Work to complete: Without including any picture, repeat the records below exactly.

== Given entries

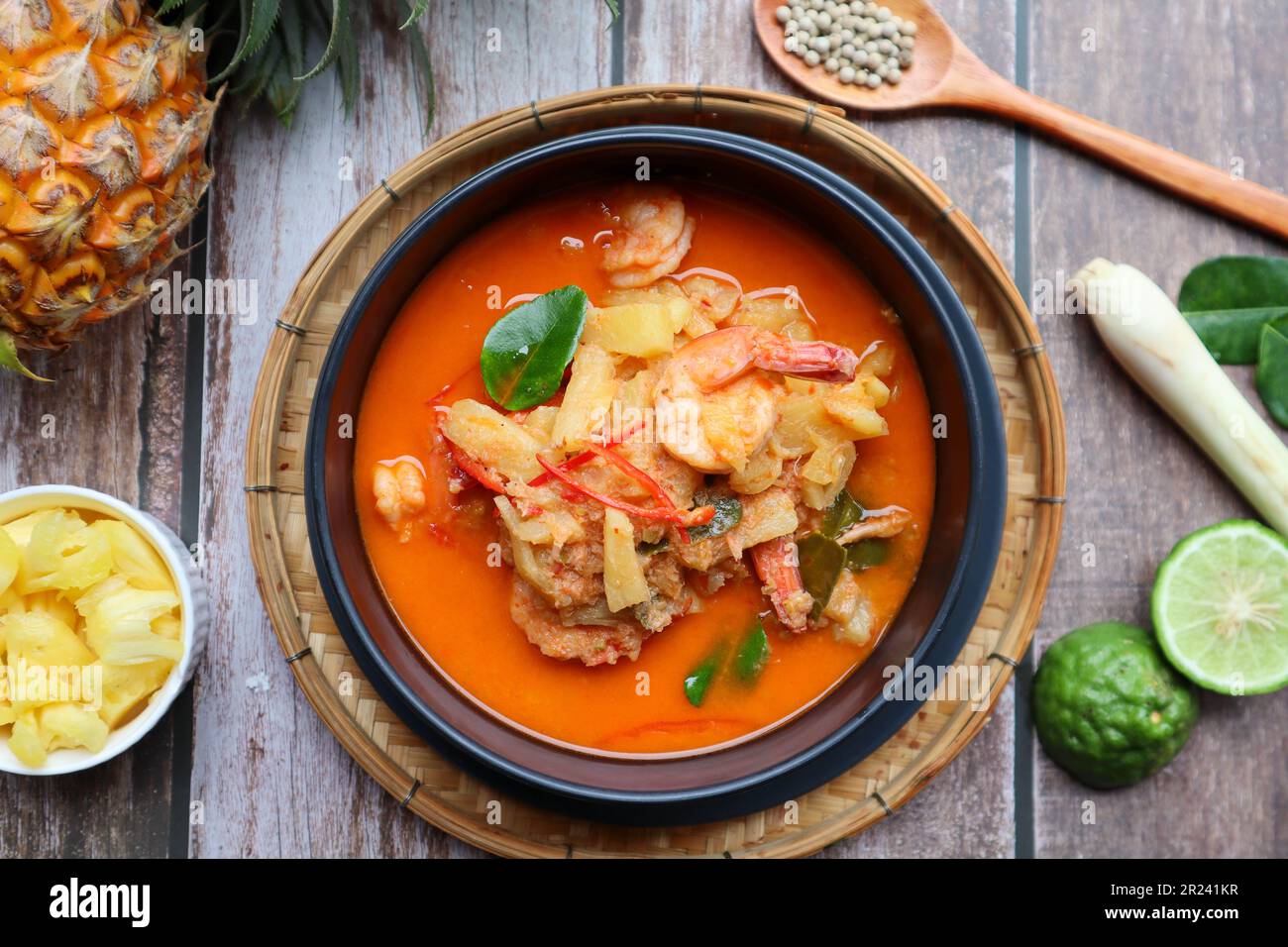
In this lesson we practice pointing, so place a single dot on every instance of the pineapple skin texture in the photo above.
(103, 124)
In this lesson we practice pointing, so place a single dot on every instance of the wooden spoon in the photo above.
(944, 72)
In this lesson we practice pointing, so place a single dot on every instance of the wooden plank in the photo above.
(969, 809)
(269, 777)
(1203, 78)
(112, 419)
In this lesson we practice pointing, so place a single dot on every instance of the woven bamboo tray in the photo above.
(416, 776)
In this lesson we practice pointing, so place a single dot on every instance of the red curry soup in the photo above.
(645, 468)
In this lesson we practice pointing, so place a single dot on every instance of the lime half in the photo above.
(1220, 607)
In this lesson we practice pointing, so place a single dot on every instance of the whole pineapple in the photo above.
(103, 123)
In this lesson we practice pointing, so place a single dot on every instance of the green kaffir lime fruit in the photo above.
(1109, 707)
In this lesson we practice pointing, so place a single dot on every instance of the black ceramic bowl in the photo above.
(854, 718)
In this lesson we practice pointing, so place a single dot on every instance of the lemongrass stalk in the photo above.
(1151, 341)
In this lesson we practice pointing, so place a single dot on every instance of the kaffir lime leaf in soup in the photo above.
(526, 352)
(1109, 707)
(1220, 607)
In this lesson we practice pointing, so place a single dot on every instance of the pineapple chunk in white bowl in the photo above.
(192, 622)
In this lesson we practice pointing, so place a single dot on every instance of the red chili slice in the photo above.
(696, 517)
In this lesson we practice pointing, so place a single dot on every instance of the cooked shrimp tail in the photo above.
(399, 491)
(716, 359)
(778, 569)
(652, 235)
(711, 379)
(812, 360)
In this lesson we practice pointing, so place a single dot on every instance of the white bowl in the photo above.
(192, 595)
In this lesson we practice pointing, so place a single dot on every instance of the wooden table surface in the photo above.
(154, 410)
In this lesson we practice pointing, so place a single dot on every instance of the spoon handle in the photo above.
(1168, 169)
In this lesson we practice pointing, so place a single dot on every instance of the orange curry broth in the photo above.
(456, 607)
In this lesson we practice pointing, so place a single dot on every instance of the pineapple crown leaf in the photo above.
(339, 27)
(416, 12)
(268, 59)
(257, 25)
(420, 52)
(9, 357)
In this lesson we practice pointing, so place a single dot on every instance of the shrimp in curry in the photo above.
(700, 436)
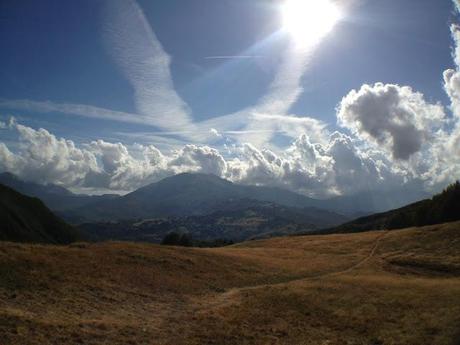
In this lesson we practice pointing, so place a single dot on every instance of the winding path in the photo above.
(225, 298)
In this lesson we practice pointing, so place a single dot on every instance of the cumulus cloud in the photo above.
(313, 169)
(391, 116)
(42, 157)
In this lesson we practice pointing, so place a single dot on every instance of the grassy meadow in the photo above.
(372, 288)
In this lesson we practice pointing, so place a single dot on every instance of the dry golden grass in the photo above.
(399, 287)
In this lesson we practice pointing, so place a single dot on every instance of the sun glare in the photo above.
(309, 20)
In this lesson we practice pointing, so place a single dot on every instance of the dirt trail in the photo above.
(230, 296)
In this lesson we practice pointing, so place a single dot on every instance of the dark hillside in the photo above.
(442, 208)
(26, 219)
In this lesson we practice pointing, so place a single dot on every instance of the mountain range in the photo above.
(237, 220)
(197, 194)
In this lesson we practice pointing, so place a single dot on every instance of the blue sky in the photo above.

====

Answer to this exercise:
In this lesson we practice pointing, so place a single dot on every instance of the pineapple skin texture in the photo above.
(103, 124)
In this lesson we practice pointing, so place a single dot on every instance of the wooden spoon in the photo above.
(944, 72)
In this lesson we practice pointing, so place a single dot on every instance of the wooden plank in the photo above.
(969, 809)
(269, 777)
(1203, 78)
(112, 419)
In this lesson we practice pointing, so place a single dot on every instance of the woven bamboo tray in the photo above.
(416, 776)
In this lesson we practice pointing, so place a single dot on every instance of the red curry soup in the photo above.
(645, 468)
In this lesson we practice pointing, so place a single dot on every instance of the lime half in the photo above.
(1220, 607)
In this lesson we practice pointing, so place a single dot on every instance of the whole pineapple in the photo above.
(103, 123)
In this lesson we practice pointing, so place a single dot on every instance of the green kaffir lime fruit in the photo above.
(1109, 707)
In this lesson we practice pointing, so place a single dot on every instance of the black ceramic bowl in the photo above.
(854, 718)
In this lesson we practice pointing, so place a single dot on every instance of the lemongrass stalk in the photo above.
(1151, 341)
In this lesson we practice pointing, so place a single dot on every instance of the kaffir lime leaf in soup in the photo above.
(526, 352)
(1109, 707)
(1220, 607)
In this lesson we practice pointing, so place a single dot on every instance of the pineapple chunk in white bowl in the photo above.
(192, 622)
In this lesson we practice pointing, so place a single dot on every instance of the red chili slice in the photo above.
(696, 517)
In this lesson we practice pointing, so place a single dot on every instance of the cooked shrimp tail in the photo above.
(399, 491)
(716, 359)
(778, 569)
(652, 235)
(711, 379)
(812, 360)
In this lesson we practice pointing, so place a single dot on every instance of the white bowl in the photo above.
(192, 595)
In this lesson we practice pointing, so place a single dot on every instance of the wooden table surface in the photo above.
(154, 410)
In this lesson we practice pointing, so place a single dot on every instance of the spoon handle in the photo above.
(1168, 169)
In this lesson we practice pointing, so place a single dot on every instance of the orange curry broth in the photo above.
(456, 607)
In this lesson we practice pointing, so place a single dot on every instance of the pineapple crown leaf in the photo above.
(339, 27)
(416, 12)
(268, 59)
(257, 25)
(420, 52)
(9, 357)
In this lesson we practice pointing, so place a single dot on every instance of the shrimp in curry in the photo above.
(700, 436)
In this lesson we practice pointing, so place a single dot on every instance of the winding path in the photo above.
(225, 298)
In this lesson we practice pointing, so place a single dot on every instance of the cumulus cloud in the photo above.
(313, 169)
(391, 116)
(42, 157)
In this lesson we practice pointing, so place a single dot on every instance of the grassy meadow in the photo above.
(372, 288)
In this lesson we practice pointing, so place a single dot on every instance of the dry golden grass in the photo above.
(399, 287)
In this lesson we practice pointing, so place a single dot on every instance of the sun glare in the photo above.
(309, 20)
In this lesson we practice pointing, so place a single dot on every instance of the dirt trail in the photo above.
(230, 296)
In this lesson we practice pointing, so place a single dot on every instance of the dark hillside in the photo above.
(442, 208)
(26, 219)
In this lesson we practice pointing, so place a single dot on every instance of the mountain range in the photo above.
(237, 220)
(197, 194)
In this lesson we practice pointing, so place a single dot on every instance of the blue sky in the photo above.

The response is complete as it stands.